◆ **To do**: Every record below is to be retyped exactly, with any pictures left out.

◆ **Dataset records**:
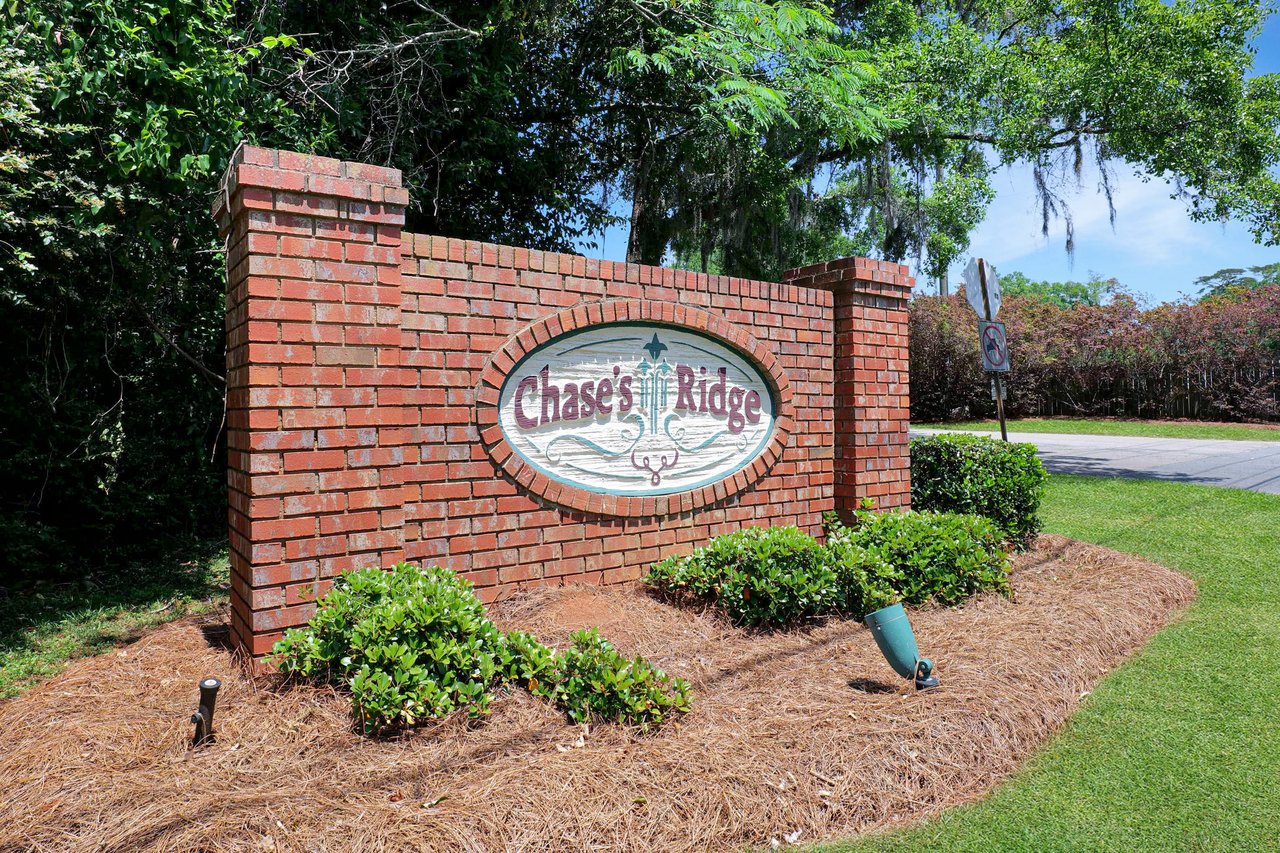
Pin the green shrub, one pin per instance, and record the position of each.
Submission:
(917, 557)
(979, 475)
(760, 576)
(528, 662)
(415, 643)
(410, 643)
(864, 579)
(597, 682)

◆ **Exercise result**:
Pin the green shrub, one pin per instance, and record the position of each.
Submission:
(917, 557)
(979, 475)
(760, 576)
(528, 662)
(415, 643)
(410, 643)
(864, 579)
(597, 682)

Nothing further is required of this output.